[[ Supplied passage, beginning ]]

[wp-hackers] Taxonomy Schema Proposal

Jamie Talbot wphackers at jamietalbot.com
Thu Apr 19 15:18:02 GMT 2007


Ryan Boren wrote:
> I caught a bug that's laying me low at the moment.  The stuff you are
> proposing sounds pretty good, but my head isn't clear enough to think
> it all the way through.  Would you mind taking the proposed schema,
> modifying it with your amendments, sprinkling in a few comments, and
> submitting back to the list so we can see it as a whole?
> 
> Ryan

So here are my initial thoughts.  The schema is almost identical to your proposed one, with the
changes I suggested for an integer join, as well as alias stuff from elsewhere on this thread:

<?php

// terms contains the actual categories/tags/terms/classifiers/whatevers.  It stores ID, name, and
slug and alias group.
CREATE TABLE $wpdb->terms (
 term_id bigint(20) NOT NULL auto_increment,
 term_name varchar(55) NOT NULL default '',
 term_slug varchar(200) NOT NULL default '',
 term_group bigint(10) NOT NULL default 0
 PRIMARY KEY  (term_ID),
 UNIQUE KEY term_slug (term_slug)
);

// term_taxonomy puts a term in the context of a taxonomy (link category, post category, or tag).
Hierarchy is put here as well as counts.
CREATE TABLE $wpdb->term_taxonomy (
 term_taxonomy_id bigint(20) NOT NULL auto_increment,
 term_id bigint(20) NOT NULL default 0,
 taxonomy varchar(20) NOT NULL default 0,
 term_description longtext NOT NULL,
 parent bigint(20) NOT NULL default 0,
 count bigint(20) NOT NULL default 0,
 PRIMARY KEY (term_taxonomy_id),
 KEY (term_idtaxonomy)
);

// term_relationships relates a term to a post or link or undeclared future object thingy.  The
relationship is placed within the context of a given taxonomy.
CREATE TABLE $wpdb->term_relationships (
 object_id bigint(20) NOT NULL default 0,
 term_taxonomy_id bigint(20) NOT NULL default 0,
 PRIMARY KEY  (object_ID),
 KEY (term_taxonomy_id)
);

// Some default definitions that might be useful.
define ('TAXONOMY_POST_CATEGORY', 1);
define ('TAXONOMY_LINK_CATEGORY', 2);
define ('TAXONOMY_POST_TAG', 4);

// Very basic example API.  This is half pseudocode, mostly real.  Not by any means final.
class WPTaxonomy {

	static var taxonomies = array(
		TAXONOMY_POST_CATEGORY => 'post_category',
		TAXONOMY_LINK_CATEGORY => 'link_category',
		TAXONOMY_POST_TAG => 'post_tag'
	);

	// Adds a new term, also adds alias relationship if necessary.  Handles numeric or slug-based aliases.
	function add_term($term, $alias_of = '') {
		global $wpdb;
		$term_slug = sanitize($term);		
		if ($alias_of) {
			// ctype_digit is faster than is_numeric, with the caveat that the arg must be in a string.
			$clause = (ctype_digit("$alias_of")) ? "term_id = $alias_of" : "term_slug = '$alias_of'";
			$alias = $wpdb->fetch_row("SELECT term_id, term_group FROM $wpdb->terms WHERE $clause");
			if ($alias->term_group)

[[ Supplied passage, end ]]

• **Exercise goal**
Answer these questions about the taxonomy schema proposal.
(a) What does Ryan Boren say is keeping his head from being clear enough to think the proposal through?
(b) What value is defined for TAXONOMY_POST_TAG?
(c) According to the comment above the term_taxonomy table, what two things besides a term's taxonomy context are placed there?

[[ Given information, beginning ]]

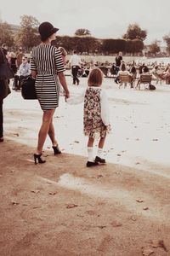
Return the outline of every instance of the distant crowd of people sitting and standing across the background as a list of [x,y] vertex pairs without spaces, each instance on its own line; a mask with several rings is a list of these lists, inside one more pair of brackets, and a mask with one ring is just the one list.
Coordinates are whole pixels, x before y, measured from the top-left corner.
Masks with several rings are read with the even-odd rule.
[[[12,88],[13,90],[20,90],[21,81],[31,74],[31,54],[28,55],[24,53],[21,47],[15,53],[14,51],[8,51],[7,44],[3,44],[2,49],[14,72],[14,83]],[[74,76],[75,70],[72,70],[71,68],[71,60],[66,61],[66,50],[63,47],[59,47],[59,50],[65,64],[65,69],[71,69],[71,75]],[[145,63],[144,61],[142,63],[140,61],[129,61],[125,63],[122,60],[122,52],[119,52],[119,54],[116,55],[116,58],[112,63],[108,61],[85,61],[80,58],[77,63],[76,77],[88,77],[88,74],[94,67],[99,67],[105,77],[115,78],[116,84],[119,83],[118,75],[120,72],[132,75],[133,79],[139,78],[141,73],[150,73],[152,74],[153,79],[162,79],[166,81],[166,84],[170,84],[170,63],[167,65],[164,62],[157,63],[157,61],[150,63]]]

[[ Given information, end ]]
[[ Given information, beginning ]]

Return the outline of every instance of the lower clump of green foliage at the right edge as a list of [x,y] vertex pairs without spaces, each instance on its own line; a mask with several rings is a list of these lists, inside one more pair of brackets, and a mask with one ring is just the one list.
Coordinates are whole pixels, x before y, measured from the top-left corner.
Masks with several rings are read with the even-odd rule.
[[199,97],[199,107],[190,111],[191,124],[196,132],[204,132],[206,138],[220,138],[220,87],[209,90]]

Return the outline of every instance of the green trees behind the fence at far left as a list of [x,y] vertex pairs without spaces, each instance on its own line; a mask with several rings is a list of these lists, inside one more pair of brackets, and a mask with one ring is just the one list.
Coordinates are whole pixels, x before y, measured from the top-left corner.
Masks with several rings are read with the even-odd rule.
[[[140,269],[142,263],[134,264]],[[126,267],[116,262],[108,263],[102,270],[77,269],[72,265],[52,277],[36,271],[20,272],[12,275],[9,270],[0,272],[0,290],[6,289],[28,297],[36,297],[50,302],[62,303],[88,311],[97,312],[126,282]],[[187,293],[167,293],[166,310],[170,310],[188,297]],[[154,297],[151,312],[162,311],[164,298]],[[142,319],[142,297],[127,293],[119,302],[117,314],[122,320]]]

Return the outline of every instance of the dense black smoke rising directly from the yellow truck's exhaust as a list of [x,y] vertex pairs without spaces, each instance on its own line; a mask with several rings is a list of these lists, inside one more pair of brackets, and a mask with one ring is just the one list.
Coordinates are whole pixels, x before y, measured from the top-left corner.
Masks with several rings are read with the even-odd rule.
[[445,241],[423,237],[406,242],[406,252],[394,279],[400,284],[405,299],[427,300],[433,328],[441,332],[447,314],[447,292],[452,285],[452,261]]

[[ Given information, end ]]
[[ Given information, beginning ]]

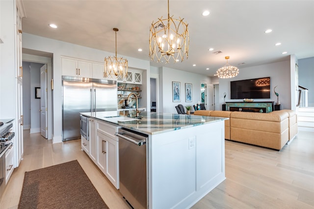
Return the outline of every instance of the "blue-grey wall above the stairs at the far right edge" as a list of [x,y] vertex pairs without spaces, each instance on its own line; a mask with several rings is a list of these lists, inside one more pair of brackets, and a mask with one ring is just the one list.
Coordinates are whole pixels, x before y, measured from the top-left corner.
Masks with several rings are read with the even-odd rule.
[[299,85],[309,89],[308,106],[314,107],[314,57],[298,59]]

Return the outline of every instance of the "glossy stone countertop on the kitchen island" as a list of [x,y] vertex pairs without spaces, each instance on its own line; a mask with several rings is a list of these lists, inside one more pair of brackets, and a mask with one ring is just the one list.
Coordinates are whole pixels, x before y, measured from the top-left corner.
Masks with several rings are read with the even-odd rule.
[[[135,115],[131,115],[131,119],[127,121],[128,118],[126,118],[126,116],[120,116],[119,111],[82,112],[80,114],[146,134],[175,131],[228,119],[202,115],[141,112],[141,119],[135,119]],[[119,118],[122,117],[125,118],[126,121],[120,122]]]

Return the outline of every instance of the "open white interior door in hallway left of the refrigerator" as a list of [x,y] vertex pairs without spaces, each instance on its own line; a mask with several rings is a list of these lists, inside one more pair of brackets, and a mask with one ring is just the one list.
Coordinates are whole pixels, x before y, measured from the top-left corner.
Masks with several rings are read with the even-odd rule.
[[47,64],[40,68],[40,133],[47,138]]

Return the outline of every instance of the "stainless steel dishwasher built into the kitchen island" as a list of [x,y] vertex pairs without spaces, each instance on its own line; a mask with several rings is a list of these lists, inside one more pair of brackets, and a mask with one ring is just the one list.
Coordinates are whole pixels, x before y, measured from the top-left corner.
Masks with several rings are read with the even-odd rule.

[[ Given information, end ]]

• **Output of the exercise**
(a) He has caught a bug that is laying him low.
(b) 4
(c) Hierarchy and counts.